§ **Instruction**: Reproduce this listing in full.

§ **Source records**:
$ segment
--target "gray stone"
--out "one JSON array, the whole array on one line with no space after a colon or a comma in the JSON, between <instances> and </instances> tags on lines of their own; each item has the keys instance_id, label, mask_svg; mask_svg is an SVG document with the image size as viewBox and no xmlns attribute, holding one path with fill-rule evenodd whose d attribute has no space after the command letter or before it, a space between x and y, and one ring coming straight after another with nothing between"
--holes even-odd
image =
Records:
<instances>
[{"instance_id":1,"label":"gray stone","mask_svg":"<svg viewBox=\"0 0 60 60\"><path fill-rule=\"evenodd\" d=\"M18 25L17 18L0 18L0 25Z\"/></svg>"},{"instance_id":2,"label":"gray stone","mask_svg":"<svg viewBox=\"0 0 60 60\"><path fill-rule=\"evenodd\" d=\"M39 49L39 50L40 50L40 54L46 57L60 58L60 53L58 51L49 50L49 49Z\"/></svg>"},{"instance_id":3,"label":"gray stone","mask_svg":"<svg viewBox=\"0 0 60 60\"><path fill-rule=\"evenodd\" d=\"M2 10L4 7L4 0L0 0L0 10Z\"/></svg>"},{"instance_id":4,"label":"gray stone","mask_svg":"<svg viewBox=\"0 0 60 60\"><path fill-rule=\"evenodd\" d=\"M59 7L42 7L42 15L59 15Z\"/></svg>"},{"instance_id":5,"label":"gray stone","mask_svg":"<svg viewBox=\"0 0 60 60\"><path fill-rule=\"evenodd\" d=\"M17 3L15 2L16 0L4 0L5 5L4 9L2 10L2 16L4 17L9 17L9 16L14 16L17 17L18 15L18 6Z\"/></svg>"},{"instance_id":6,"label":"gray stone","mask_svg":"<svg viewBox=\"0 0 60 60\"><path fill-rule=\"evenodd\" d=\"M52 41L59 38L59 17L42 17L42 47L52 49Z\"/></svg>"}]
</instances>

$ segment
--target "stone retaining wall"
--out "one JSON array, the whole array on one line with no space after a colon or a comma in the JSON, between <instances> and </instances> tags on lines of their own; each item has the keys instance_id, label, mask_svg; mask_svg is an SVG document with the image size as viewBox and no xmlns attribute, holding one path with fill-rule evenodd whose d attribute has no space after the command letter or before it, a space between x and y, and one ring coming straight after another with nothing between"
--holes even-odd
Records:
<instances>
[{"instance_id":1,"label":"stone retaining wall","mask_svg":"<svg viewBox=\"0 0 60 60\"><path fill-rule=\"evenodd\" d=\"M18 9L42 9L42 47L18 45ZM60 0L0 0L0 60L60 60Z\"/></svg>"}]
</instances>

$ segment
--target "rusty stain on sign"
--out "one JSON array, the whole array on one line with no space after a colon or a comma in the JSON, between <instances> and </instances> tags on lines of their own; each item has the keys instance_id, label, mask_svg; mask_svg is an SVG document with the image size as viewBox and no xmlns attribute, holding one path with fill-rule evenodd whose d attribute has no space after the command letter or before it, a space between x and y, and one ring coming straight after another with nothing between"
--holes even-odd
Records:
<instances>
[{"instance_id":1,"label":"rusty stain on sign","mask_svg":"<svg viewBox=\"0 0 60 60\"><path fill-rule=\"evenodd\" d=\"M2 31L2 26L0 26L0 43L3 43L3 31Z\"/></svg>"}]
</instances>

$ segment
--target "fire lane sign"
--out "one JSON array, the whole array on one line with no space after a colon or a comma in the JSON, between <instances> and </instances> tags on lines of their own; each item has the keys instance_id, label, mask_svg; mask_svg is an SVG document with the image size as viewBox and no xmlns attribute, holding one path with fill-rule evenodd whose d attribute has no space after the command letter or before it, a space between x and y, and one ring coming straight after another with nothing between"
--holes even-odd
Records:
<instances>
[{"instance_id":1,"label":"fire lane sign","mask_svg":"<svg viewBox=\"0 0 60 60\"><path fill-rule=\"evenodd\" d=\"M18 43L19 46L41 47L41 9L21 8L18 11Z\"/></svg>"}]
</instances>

§ **Written solution**:
$ segment
--target "gray stone"
--out "one JSON array, the whole array on one line with no space after a colon or a comma in the JSON, between <instances> and </instances> tags on lines of their own; each item has the keys instance_id, label, mask_svg; mask_svg is an SVG document with the image size as viewBox and no xmlns attribute, holding one path with fill-rule evenodd whose d attribute has no space after the command letter or before it, a space between x and y, and one ring coming straight after another with nothing between"
--holes even-odd
image =
Records:
<instances>
[{"instance_id":1,"label":"gray stone","mask_svg":"<svg viewBox=\"0 0 60 60\"><path fill-rule=\"evenodd\" d=\"M18 25L17 18L0 18L0 25Z\"/></svg>"},{"instance_id":2,"label":"gray stone","mask_svg":"<svg viewBox=\"0 0 60 60\"><path fill-rule=\"evenodd\" d=\"M39 49L39 50L40 50L40 54L46 57L60 58L60 53L58 51L49 50L49 49Z\"/></svg>"},{"instance_id":3,"label":"gray stone","mask_svg":"<svg viewBox=\"0 0 60 60\"><path fill-rule=\"evenodd\" d=\"M2 10L4 7L4 0L0 0L0 10Z\"/></svg>"},{"instance_id":4,"label":"gray stone","mask_svg":"<svg viewBox=\"0 0 60 60\"><path fill-rule=\"evenodd\" d=\"M59 7L42 7L42 15L59 15Z\"/></svg>"},{"instance_id":5,"label":"gray stone","mask_svg":"<svg viewBox=\"0 0 60 60\"><path fill-rule=\"evenodd\" d=\"M17 3L15 2L16 0L4 0L5 5L4 9L2 10L2 16L4 17L9 17L9 16L14 16L17 17L18 15L18 6Z\"/></svg>"},{"instance_id":6,"label":"gray stone","mask_svg":"<svg viewBox=\"0 0 60 60\"><path fill-rule=\"evenodd\" d=\"M52 41L59 38L59 17L42 17L42 47L52 49Z\"/></svg>"}]
</instances>

$ segment
--target "stone retaining wall"
--out "one JSON array, the whole array on one line with no space after a colon or a comma in the JSON, between <instances> and </instances> tags on lines of their own; each item has the keys instance_id, label, mask_svg; mask_svg is an SVG document with the image size as viewBox and no xmlns attribute, holding one path with fill-rule evenodd whose d attribute has no space after the command letter or before it, a space between x and y, and one ring coming straight after another with nothing between"
--holes even-odd
Records:
<instances>
[{"instance_id":1,"label":"stone retaining wall","mask_svg":"<svg viewBox=\"0 0 60 60\"><path fill-rule=\"evenodd\" d=\"M18 9L42 9L42 47L18 45ZM60 0L0 0L0 60L60 60Z\"/></svg>"}]
</instances>

$ segment
--target "rusty stain on sign"
--out "one JSON array, the whole array on one line with no space after a colon or a comma in the JSON, between <instances> and </instances> tags on lines of their own; each item has the keys instance_id, label, mask_svg; mask_svg is an SVG document with the image size as viewBox and no xmlns attribute, holding one path with fill-rule evenodd whose d attribute has no space after the command letter or before it, a space between x and y, and one ring coming straight after another with nothing between"
--holes even-odd
Records:
<instances>
[{"instance_id":1,"label":"rusty stain on sign","mask_svg":"<svg viewBox=\"0 0 60 60\"><path fill-rule=\"evenodd\" d=\"M2 31L2 26L0 26L0 43L3 43L3 31Z\"/></svg>"}]
</instances>

$ segment
--target "fire lane sign"
--out "one JSON array, the whole array on one line with no space after a colon or a comma in the JSON, between <instances> and </instances> tags on lines of their own; each item has the keys instance_id, label, mask_svg; mask_svg is an SVG document with the image size as viewBox and no xmlns attribute, holding one path with fill-rule evenodd whose d attribute has no space after the command letter or before it, a space between x and y, and one ring coming straight after another with nothing between"
--holes even-odd
Records:
<instances>
[{"instance_id":1,"label":"fire lane sign","mask_svg":"<svg viewBox=\"0 0 60 60\"><path fill-rule=\"evenodd\" d=\"M18 43L19 46L41 47L41 9L21 8L18 11Z\"/></svg>"}]
</instances>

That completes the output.